### INSTRUCTION
Write out all the rows below as a two-column CSV with the headers instruction and result, one line per row: its wording and its answer, each in a single quoted field with line breaks replaced by spaces. Leave the pictures out.

== == ==

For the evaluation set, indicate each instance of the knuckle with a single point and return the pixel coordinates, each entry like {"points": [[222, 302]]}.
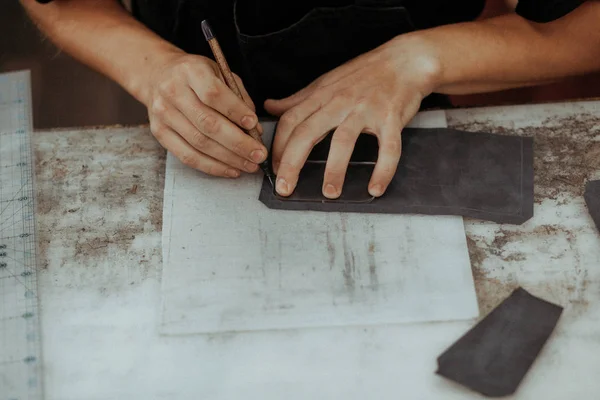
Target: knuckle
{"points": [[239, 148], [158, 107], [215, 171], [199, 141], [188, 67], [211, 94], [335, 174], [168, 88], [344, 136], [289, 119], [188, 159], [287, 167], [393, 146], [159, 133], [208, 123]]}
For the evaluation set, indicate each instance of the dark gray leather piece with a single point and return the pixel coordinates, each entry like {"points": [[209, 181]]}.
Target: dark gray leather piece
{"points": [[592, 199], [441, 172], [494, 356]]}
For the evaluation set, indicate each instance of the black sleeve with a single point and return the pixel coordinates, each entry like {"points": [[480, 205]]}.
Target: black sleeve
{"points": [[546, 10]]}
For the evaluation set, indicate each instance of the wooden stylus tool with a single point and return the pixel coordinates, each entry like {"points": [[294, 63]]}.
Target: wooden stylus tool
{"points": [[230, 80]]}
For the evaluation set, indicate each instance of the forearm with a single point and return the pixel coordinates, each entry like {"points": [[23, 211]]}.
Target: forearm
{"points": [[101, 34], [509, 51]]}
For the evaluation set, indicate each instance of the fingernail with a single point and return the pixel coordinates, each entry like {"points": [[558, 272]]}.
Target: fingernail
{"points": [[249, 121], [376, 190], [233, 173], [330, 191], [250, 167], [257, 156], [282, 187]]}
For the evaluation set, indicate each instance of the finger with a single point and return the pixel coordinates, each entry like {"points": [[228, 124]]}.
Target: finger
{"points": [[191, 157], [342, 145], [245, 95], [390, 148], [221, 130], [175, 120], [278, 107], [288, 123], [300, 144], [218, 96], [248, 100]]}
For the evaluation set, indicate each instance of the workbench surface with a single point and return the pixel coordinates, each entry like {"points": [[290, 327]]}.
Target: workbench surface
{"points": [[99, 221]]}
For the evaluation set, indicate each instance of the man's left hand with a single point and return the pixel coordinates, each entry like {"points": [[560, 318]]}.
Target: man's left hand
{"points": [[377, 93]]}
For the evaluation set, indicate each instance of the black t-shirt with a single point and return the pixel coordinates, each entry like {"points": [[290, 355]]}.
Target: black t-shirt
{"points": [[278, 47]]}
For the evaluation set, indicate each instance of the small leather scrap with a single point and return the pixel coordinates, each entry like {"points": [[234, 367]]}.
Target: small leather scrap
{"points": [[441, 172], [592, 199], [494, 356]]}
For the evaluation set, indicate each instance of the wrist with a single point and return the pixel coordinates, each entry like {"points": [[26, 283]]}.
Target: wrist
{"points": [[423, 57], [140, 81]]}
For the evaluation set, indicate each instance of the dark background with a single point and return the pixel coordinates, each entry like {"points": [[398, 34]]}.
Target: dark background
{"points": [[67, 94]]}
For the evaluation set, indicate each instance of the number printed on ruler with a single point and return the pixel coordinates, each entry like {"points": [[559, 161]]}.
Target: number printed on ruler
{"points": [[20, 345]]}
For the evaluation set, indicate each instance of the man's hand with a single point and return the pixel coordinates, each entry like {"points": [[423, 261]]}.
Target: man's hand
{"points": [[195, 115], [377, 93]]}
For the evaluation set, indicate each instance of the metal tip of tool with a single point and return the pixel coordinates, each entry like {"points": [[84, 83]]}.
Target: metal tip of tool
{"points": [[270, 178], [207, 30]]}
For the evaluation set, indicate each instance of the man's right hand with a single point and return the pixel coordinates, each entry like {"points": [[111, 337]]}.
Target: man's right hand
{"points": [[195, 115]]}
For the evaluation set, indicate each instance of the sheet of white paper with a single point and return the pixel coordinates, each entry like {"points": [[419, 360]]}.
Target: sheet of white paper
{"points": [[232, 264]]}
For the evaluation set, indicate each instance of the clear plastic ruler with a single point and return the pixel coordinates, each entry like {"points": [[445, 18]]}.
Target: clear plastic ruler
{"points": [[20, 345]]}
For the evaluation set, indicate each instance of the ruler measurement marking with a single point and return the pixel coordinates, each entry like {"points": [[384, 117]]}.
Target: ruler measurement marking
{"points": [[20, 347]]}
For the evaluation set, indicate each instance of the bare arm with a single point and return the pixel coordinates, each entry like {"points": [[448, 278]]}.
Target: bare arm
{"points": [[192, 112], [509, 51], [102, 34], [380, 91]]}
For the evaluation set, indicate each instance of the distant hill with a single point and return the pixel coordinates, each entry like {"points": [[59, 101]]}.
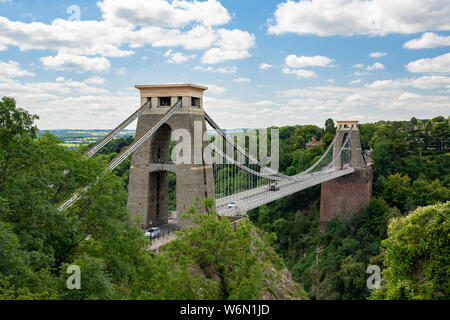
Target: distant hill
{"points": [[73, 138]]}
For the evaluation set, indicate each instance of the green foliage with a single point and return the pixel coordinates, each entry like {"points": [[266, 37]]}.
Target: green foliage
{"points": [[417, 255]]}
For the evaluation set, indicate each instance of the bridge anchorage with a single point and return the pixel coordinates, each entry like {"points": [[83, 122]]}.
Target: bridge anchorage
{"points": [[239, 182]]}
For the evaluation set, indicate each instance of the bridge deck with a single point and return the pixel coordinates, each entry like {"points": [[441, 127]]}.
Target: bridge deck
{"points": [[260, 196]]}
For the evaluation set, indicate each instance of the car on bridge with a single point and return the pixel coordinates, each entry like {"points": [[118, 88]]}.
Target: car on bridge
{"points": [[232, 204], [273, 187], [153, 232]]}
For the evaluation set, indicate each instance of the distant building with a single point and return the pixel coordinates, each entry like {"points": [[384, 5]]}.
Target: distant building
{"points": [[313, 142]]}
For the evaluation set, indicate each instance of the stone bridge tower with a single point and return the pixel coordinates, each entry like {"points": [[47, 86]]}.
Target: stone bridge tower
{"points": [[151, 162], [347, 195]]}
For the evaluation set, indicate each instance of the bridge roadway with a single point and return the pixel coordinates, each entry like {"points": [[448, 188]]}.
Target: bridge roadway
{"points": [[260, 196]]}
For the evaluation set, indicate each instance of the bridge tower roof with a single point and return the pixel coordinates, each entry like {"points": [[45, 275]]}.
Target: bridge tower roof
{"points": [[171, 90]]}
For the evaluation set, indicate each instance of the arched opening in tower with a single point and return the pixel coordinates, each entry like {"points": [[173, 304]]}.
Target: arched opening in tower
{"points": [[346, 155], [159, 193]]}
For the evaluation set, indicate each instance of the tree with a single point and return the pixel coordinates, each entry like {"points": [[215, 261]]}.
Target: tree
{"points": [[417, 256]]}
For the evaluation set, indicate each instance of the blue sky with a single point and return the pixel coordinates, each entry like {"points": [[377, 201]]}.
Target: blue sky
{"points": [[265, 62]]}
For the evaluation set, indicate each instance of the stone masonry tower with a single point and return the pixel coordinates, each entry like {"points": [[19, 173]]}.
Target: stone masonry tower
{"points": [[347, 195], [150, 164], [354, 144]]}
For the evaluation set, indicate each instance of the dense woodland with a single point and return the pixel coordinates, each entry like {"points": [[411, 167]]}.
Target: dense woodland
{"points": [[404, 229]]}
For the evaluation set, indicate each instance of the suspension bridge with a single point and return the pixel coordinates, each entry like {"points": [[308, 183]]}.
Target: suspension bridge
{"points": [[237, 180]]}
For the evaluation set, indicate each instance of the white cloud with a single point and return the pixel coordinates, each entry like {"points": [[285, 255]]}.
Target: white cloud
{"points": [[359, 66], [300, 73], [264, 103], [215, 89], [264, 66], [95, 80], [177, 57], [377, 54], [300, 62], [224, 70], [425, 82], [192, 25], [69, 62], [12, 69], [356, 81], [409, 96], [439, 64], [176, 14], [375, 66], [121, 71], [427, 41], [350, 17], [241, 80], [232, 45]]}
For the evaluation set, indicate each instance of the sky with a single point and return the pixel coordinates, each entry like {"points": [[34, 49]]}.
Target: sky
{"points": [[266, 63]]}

== == ==

### ANSWER TO THIS PROBLEM
instruction,result
"For the evaluation set, indicate each instance of the knuckle with a single point and return the pixel coordinates, each entry like {""points"": [[222, 302]]}. Target: knuckle","{""points"": [[239, 148], [158, 107], [215, 171], [199, 141], [188, 67], [211, 94], [335, 174], [168, 88], [344, 136], [289, 119], [188, 159], [287, 167], [393, 146], [159, 133], [208, 123]]}"
"For the evaluation set, indicate each instance of the dark gray leather piece with a single point and return the pixel coordinates, each entry like {""points"": [[209, 181]]}. Target: dark gray leather piece","{""points"": [[592, 199], [441, 172], [494, 356]]}"
"For the evaluation set, indicate each instance of the black sleeve with a single point and return the pixel coordinates, each entry like {""points"": [[480, 205]]}. Target: black sleeve","{""points"": [[546, 10]]}"
"For the evaluation set, indicate each instance of the wooden stylus tool with a single point and return the pixel coordinates, each entry like {""points"": [[294, 63]]}. Target: wooden stylus tool","{""points"": [[230, 80]]}"
"For the evaluation set, indicate each instance of the forearm with a single point and return the pixel coordinates, each entry like {""points"": [[23, 211]]}. Target: forearm","{""points"": [[101, 34], [509, 51]]}"
"For the evaluation set, indicate each instance of the fingernail with a single point and return the pixel coordinates, each entry like {""points"": [[558, 272]]}. Target: fingernail","{""points"": [[249, 121], [376, 190], [233, 173], [330, 191], [250, 167], [257, 156], [282, 187]]}"
"For the evaluation set, indicate each instance of the finger with a single point and return the pixel coordinates, each entry like {""points"": [[228, 124]]}. Target: finger","{""points"": [[191, 157], [342, 145], [245, 95], [390, 148], [221, 130], [175, 120], [278, 107], [288, 123], [300, 144], [218, 96], [248, 100]]}"
"For the evaluation set, indicate each instance of the workbench surface with a single point and return the pixel coordinates, each entry like {""points"": [[290, 327]]}. Target: workbench surface","{""points"": [[99, 221]]}"
"For the evaluation set, indicate each instance of the man's left hand with a single point and return the pixel coordinates, each entry like {""points"": [[560, 318]]}. Target: man's left hand","{""points"": [[377, 93]]}"
"For the evaluation set, indicate each instance of the black t-shirt with a single point and return the pixel coordinates, each entry like {""points"": [[290, 355]]}. Target: black t-shirt","{""points"": [[278, 47]]}"
"For the evaluation set, indicate each instance of the small leather scrap with a single point and return the pixel coordinates, each entry like {""points"": [[234, 367]]}. Target: small leather scrap","{""points"": [[441, 172], [592, 199], [494, 356]]}"
"For the evaluation set, indicate each instance of the wrist with a single point and return the pixel coordinates, each entry like {""points"": [[26, 283]]}. Target: wrist","{""points"": [[423, 57], [140, 81]]}"
"For the evaluation set, indicate each instance of the dark background with a single point and return the pixel coordinates, each entry like {""points"": [[398, 34]]}. Target: dark background","{""points"": [[67, 94]]}"
"For the evaluation set, indicate each instance of the number printed on ruler with a single point and return the pixel coordinates, each entry like {""points"": [[559, 161]]}. Target: number printed on ruler","{""points"": [[20, 345]]}"
"For the evaluation set, indicate each instance of the man's hand with a single point and return the pixel coordinates, each entry like {""points"": [[423, 261]]}. Target: man's hand","{""points"": [[195, 115], [377, 93]]}"
"For the evaluation set, indicate each instance of the metal tip of tool with a single point and return the pixel coordinates, each entry like {""points"": [[84, 83]]}. Target: metal tip of tool","{""points"": [[270, 178], [207, 30]]}"
"For the evaluation set, indicate each instance of the man's right hand with a single point and return the pixel coordinates, each entry like {""points"": [[111, 337]]}. Target: man's right hand","{""points"": [[195, 115]]}"
"For the evaluation set, indicate each instance of the sheet of white paper with a single point and return the pixel coordinates, each entry like {""points"": [[419, 360]]}. Target: sheet of white paper","{""points"": [[232, 264]]}"
"For the evaluation set, indicate each instance of the clear plastic ruler with a single point and return the pixel coordinates, each entry like {""points"": [[445, 18]]}. Target: clear plastic ruler","{""points"": [[20, 345]]}"
"For the evaluation set, indicate each instance of the ruler measurement marking with a single point and return the pixel coordinates, each entry like {""points"": [[384, 117]]}. Target: ruler measurement marking","{""points"": [[20, 347]]}"
"For the evaluation set, indicate each instance of the bare arm with a single point and return the pixel coordinates, each entry like {""points"": [[448, 278]]}. Target: bare arm","{""points"": [[192, 112], [509, 51], [102, 34], [380, 91]]}"
"For the evaluation set, indicate each instance of the distant hill with a single point and return the pixel coordinates, each entry like {""points"": [[59, 101]]}. Target: distant hill","{""points"": [[73, 138]]}"
"For the evaluation set, indicate each instance of the green foliage with a single point and return the pixel coordinates, each entry like {""points"": [[266, 37]]}. Target: green foliage","{""points"": [[417, 255]]}"
"For the evaluation set, indicate each instance of the bridge anchorage with a single point and return the pixel coordinates, each entry like {""points"": [[83, 122]]}. Target: bridge anchorage","{""points"": [[239, 182]]}"
"For the evaluation set, indicate each instance of the bridge deck with a single point and return the pixel coordinates, each entry like {""points"": [[441, 127]]}. Target: bridge deck","{""points"": [[260, 196]]}"
"For the evaluation set, indicate each instance of the car on bridge with a single point and return the pixel coordinates, each entry like {""points"": [[118, 88]]}. Target: car on bridge","{""points"": [[232, 204], [273, 187], [153, 232]]}"
"For the evaluation set, indicate each instance of the distant building with a single point and return the pixel coordinates, each entry like {""points"": [[384, 5]]}. Target: distant building","{""points"": [[313, 142]]}"
"For the evaluation set, indicate each instance of the stone bridge tower with a single point and return the pixel coordinates, each entry like {""points"": [[47, 86]]}. Target: stone bridge tower","{""points"": [[151, 162], [347, 195]]}"
"For the evaluation set, indicate each instance of the bridge roadway with a single point and return the pixel coordinates, each entry like {""points"": [[448, 188]]}. Target: bridge roadway","{""points"": [[260, 196]]}"
"For the evaluation set, indicate each instance of the bridge tower roof with a single point and return the pixel coordinates, each entry like {""points"": [[45, 275]]}. Target: bridge tower roof","{""points"": [[171, 90]]}"
"For the evaluation set, indicate each instance of the arched opening in tower with a single point and return the pixel coordinates, each entry like {""points"": [[173, 304]]}. Target: arched opening in tower","{""points"": [[346, 155], [159, 193]]}"
"For the evaluation set, indicate each instance of the tree with a single point and return the pixel coordinates, each entry like {""points"": [[215, 261]]}. Target: tree","{""points"": [[417, 256]]}"
"For the evaluation set, indicate each instance of the blue sky with a single point and return the pixel coordinates, each entry like {""points"": [[377, 201]]}. Target: blue sky","{""points"": [[265, 62]]}"
"For the evaluation set, indicate each instance of the stone masonry tower with a single point and return the pixel coordinates, each entry like {""points"": [[19, 173]]}. Target: stone masonry tower","{""points"": [[347, 195], [150, 164], [354, 144]]}"
"For the evaluation set, indicate each instance of the dense woodland with a single point and return the pixel coordinates, each entry like {""points"": [[411, 167]]}. Target: dense woodland","{""points"": [[404, 229]]}"
"For the evaluation set, indicate each instance of the suspension bridge with a single point and return the pixel coordinates, each entry like {""points"": [[308, 183]]}. Target: suspension bridge","{""points"": [[237, 180]]}"
"For the evaluation set, indicate each instance of the white cloud with a single point and return the pixel coordinates, each entry like {""points"": [[285, 255]]}. Target: white cloud","{""points"": [[359, 66], [300, 73], [264, 103], [215, 89], [264, 66], [95, 80], [177, 57], [377, 54], [300, 62], [224, 70], [425, 82], [192, 25], [69, 62], [12, 69], [356, 81], [409, 96], [439, 64], [176, 14], [375, 66], [121, 71], [427, 41], [350, 17], [241, 80], [232, 45]]}"
"For the evaluation set, indicate each instance of the sky with a single point and return the pixel coordinates, each entry like {""points"": [[34, 49]]}. Target: sky","{""points"": [[266, 63]]}"